▸ **LEESTEKST**:
Op 7 april verschijnt bij uitgeverij Omniboek “In dienst van de nazi’s” over gewone mensen als gewelddadige collaborateurs. Auteur Paul van de Water gaat op zoek naar antwoorden in de levensloop van elf Nederlandse daders. Wat zijn radicaliseringsfactoren geweest in hun gezin, milieu of werk? Hoe gingen ze te werk tijdens de bezetting, welke misdrijven hebben ze gepleegd? En hoe verliep hun rechtsgang na de oorlog? Op basis van nieuw onderzoek brengt Van de Water schrijnende verhalen en schokkende feiten aan het licht. De schrijver is als promovendus verbonden aan de Universiteit van Amsterdam en aan het NIOD. Zijn promotieonderzoek gaat over extremistische collaborateurs tijdens de bezetting van Nederland (1940-1945). We stelden hem via e-mail enkele vragen over zijn boek en onderzoek.
In uw boek bespreekt u 11 Nederlanders die zich in dienst van de Duitsers schuldig hebben gemaakt aan misdrijven als intimidatie, mishandeling, marteling, verraad, moord of doodslag. Hoe bent u deze personen op het spoor gekomen en waarom selecteerde u juist hen?

▸ **GEGEVENSREGELS**:

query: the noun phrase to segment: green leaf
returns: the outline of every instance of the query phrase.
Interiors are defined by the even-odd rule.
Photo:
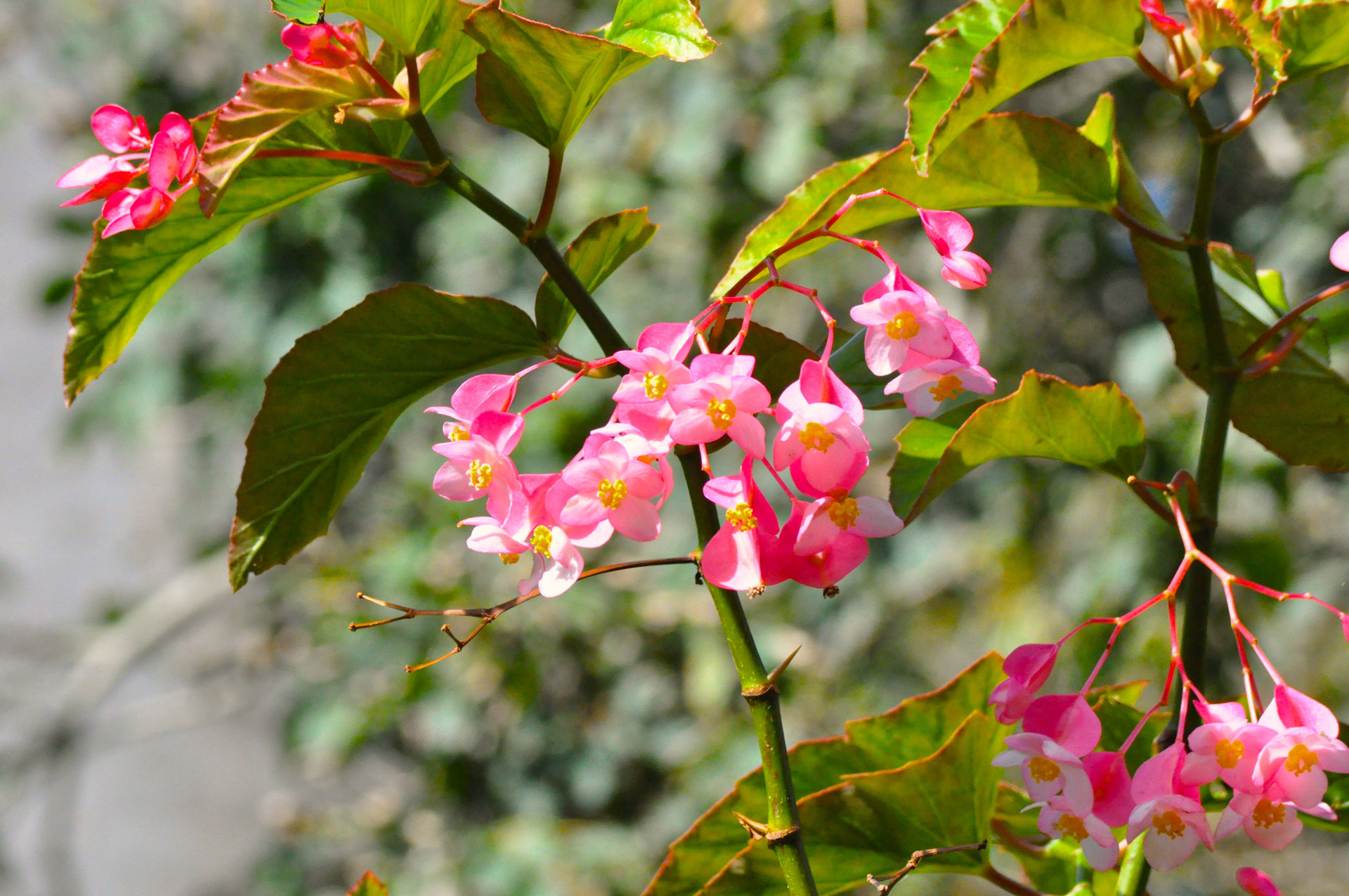
[[[1001,769],[992,765],[1012,729],[971,712],[934,754],[898,768],[846,775],[799,802],[801,830],[820,896],[893,874],[921,849],[978,843],[989,837]],[[986,851],[935,856],[917,873],[979,874]],[[745,847],[714,877],[707,896],[768,896],[785,884],[766,839]]]
[[[847,734],[842,737],[797,744],[788,752],[797,797],[832,787],[844,775],[898,768],[931,756],[971,712],[987,706],[989,694],[1004,677],[1002,657],[989,653],[938,691],[904,700],[884,715],[849,722]],[[745,849],[747,837],[735,812],[751,819],[766,818],[768,796],[761,769],[737,781],[734,791],[674,841],[642,896],[699,892]],[[813,834],[811,838],[813,845]]]
[[[398,47],[413,55],[422,34],[445,0],[328,0],[328,12],[343,12]]]
[[[210,125],[193,123],[198,136]],[[333,124],[317,113],[295,121],[272,138],[278,148],[341,148],[383,151],[367,124]],[[343,181],[364,177],[378,167],[328,159],[256,159],[235,179],[228,198],[213,217],[192,201],[179,201],[169,217],[148,231],[124,231],[109,239],[94,236],[84,267],[76,277],[74,310],[66,341],[66,402],[117,360],[136,328],[159,298],[197,262],[233,240],[244,224]],[[94,227],[94,232],[103,224]]]
[[[645,205],[606,215],[585,225],[567,247],[564,258],[585,291],[594,293],[623,262],[650,243],[658,229],[658,224],[648,220]],[[545,274],[534,296],[534,320],[544,341],[556,345],[575,317],[576,309],[553,278]]]
[[[282,128],[313,112],[380,96],[359,66],[320,69],[294,57],[244,76],[239,92],[216,115],[197,169],[201,211],[214,215],[244,162]]]
[[[291,22],[314,24],[322,15],[324,0],[271,0],[271,11]]]
[[[908,426],[897,437],[901,445],[907,432]],[[932,428],[921,432],[940,439],[940,432]],[[905,521],[923,513],[963,475],[1000,457],[1048,457],[1128,479],[1143,464],[1145,435],[1143,417],[1114,383],[1074,386],[1058,376],[1027,371],[1020,389],[981,405],[955,430],[907,509]],[[934,451],[931,444],[920,441],[920,445],[927,453]],[[897,513],[912,495],[913,466],[905,459],[900,463],[900,478],[892,479]]]
[[[478,57],[478,108],[560,154],[604,93],[652,61],[627,47],[506,12],[499,0],[465,24]]]
[[[347,891],[347,896],[389,896],[384,881],[375,877],[375,872],[366,872],[356,881],[356,885]]]
[[[1125,0],[966,3],[928,30],[939,36],[913,61],[924,69],[907,101],[915,163],[927,170],[985,113],[1055,72],[1133,55],[1143,32],[1143,12]]]
[[[1136,220],[1171,233],[1126,161],[1121,163],[1120,204]],[[1140,236],[1132,242],[1148,301],[1175,345],[1176,367],[1207,390],[1207,345],[1190,259]],[[1222,290],[1218,302],[1228,345],[1238,356],[1265,324]],[[1290,464],[1349,471],[1349,382],[1300,347],[1264,376],[1237,383],[1232,424]]]
[[[742,318],[728,317],[722,332],[707,340],[711,349],[719,352],[730,345],[741,331],[741,324]],[[801,362],[819,360],[819,355],[791,336],[755,324],[753,320],[741,351],[754,356],[754,379],[764,383],[773,401],[777,401],[782,390],[801,375]]]
[[[389,428],[457,376],[544,354],[534,323],[494,298],[402,283],[295,341],[248,433],[229,579],[285,563],[328,532]]]
[[[1309,3],[1278,11],[1279,42],[1288,47],[1290,78],[1349,65],[1349,3]]]
[[[724,294],[773,248],[824,224],[850,196],[881,188],[939,209],[1040,205],[1109,213],[1114,208],[1112,155],[1055,119],[1025,112],[985,116],[934,161],[928,177],[913,170],[911,154],[912,144],[904,142],[880,157],[836,163],[807,181],[750,232],[715,294]],[[854,170],[843,166],[861,171],[843,181],[843,173]],[[854,205],[835,229],[859,233],[916,215],[909,205],[880,196]],[[784,254],[778,264],[827,244],[812,240]]]
[[[701,59],[716,47],[689,0],[618,0],[604,38],[676,62]]]
[[[938,463],[965,425],[983,402],[970,402],[938,417],[915,417],[894,437],[900,447],[890,467],[890,503],[894,513],[907,514],[923,494]]]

▸ **OPDRACHTEN**:
(1) Herhaal letterlijk het deel van de leestekst dat begint bij de woorden "Op 7 april verschijnt" en eindigt na de woorden "boek en onderzoek.".
(2) Beoordeel voor elke bewering of ze overeenkomt met de leestekst. Antwoord met ja of nee en citeer letterlijk de woorden uit de leestekst die de doorslag geven.
(a) Paul van de Water is als promovendus verbonden aan de Universiteit van Amsterdam en aan het NIOD.
(b) Het boek volgt de levensloop van twaalf Nederlandse daders.
(c) Het boek verschijnt bij uitgeverij Omniboek.
(3) Leg in één tot drie zinnen uit waarop Van de Water zich volgens de leestekst baseert wanneer hij schrijnende verhalen en schokkende feiten aan het licht brengt.
Deze regels komen uit een andere bron dan de leestekst.

▸ **ANTWOORDENLIJST**:
(1)
Op 7 april verschijnt bij uitgeverij Omniboek “In dienst van de nazi’s” over gewone mensen als gewelddadige collaborateurs. Auteur Paul van de Water gaat op zoek naar antwoorden in de levensloop van elf Nederlandse daders. Wat zijn radicaliseringsfactoren geweest in hun gezin, milieu of werk? Hoe gingen ze te werk tijdens de bezetting, welke misdrijven hebben ze gepleegd? En hoe verliep hun rechtsgang na de oorlog? Op basis van nieuw onderzoek brengt Van de Water schrijnende verhalen en schokkende feiten aan het licht. De schrijver is als promovendus verbonden aan de Universiteit van Amsterdam en aan het NIOD. Zijn promotieonderzoek gaat over extremistische collaborateurs tijdens de bezetting van Nederland (1940-1945). We stelden hem via e-mail enkele vragen over zijn boek en onderzoek.

(2)
(a) Ja: "De schrijver is als promovendus verbonden aan de Universiteit van Amsterdam en aan het NIOD."
(b) Nee: "in de levensloop van elf Nederlandse daders"
(c) Ja: "Op 7 april verschijnt bij uitgeverij Omniboek"

(3) Volgens de leestekst baseert Van de Water zich op nieuw onderzoek. Op basis daarvan brengt hij schrijnende verhalen en schokkende feiten over elf Nederlandse daders aan het licht.